| EXERCISE |
Reproduce only the stretch from the line that contains "For every instance of the chalk" through the end of the entries, substituting "one pair per line" for every "one pair to a line" and changing nothing else.

--

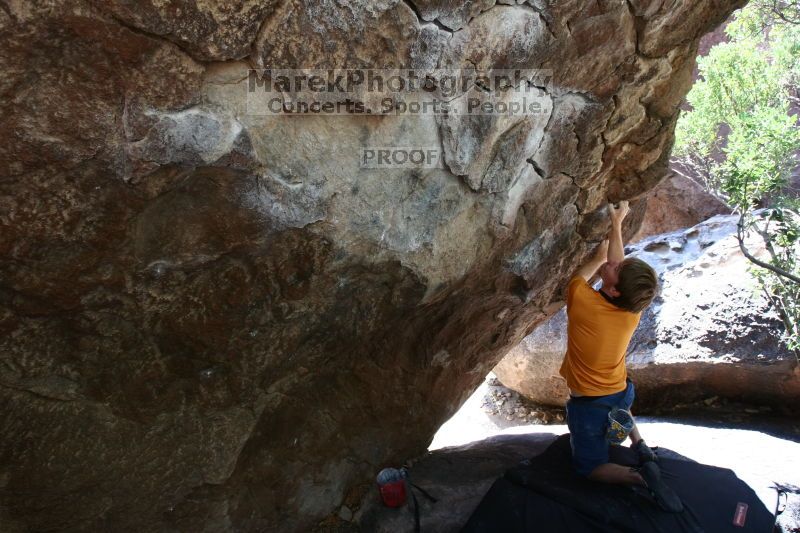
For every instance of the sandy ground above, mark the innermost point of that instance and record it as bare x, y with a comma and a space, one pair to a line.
756, 457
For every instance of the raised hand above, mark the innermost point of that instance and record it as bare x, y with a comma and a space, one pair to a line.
618, 213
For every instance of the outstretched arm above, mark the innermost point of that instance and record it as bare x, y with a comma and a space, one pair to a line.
616, 249
588, 270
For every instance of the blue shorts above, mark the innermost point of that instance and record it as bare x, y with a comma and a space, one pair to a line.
587, 419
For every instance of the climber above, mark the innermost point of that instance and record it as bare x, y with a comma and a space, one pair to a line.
599, 327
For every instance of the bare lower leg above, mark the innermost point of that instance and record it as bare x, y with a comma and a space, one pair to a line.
614, 473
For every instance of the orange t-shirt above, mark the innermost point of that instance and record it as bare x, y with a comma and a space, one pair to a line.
598, 333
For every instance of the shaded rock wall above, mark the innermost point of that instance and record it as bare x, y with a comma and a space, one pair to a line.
213, 321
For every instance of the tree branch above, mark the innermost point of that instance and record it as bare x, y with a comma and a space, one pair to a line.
775, 270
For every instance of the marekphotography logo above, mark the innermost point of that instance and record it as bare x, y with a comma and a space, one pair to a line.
401, 157
322, 92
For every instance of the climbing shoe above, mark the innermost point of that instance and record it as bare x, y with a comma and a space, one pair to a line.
665, 497
644, 452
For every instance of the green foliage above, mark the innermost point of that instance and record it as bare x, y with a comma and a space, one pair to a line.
741, 138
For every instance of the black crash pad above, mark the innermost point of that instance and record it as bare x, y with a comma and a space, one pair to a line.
543, 494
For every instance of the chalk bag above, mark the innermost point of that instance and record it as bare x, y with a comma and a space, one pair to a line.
392, 486
620, 425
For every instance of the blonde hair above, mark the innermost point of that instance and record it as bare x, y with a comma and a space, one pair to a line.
637, 285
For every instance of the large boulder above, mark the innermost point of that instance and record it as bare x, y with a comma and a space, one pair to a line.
218, 321
710, 332
677, 203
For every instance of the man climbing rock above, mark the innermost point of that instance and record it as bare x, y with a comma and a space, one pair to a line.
599, 327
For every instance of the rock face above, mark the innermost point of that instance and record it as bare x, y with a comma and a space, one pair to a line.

--

| COMPLETE ANSWER |
For every instance of the chalk bag above, mark the innermost point of that instance and record it as bare x, y with a comma and a space, one pair per line.
392, 486
620, 425
For every instance of the blonde hair above, mark the innermost point of that instance and record it as bare x, y with a comma and a space, one pair per line.
637, 285
For every instance of the large boulder above, mark the innermost point of that instance and record it as bare x, y with a comma and a space, one pair per line.
218, 321
710, 332
677, 203
For every instance of the man climbing rock above, mark the innermost point of that instance and record it as bare x, y with a comma and a space, one pair per line.
599, 327
For every instance of the rock face above, mark the innermost point of that instance and record it as bare x, y with a comma and a space, one pair per line.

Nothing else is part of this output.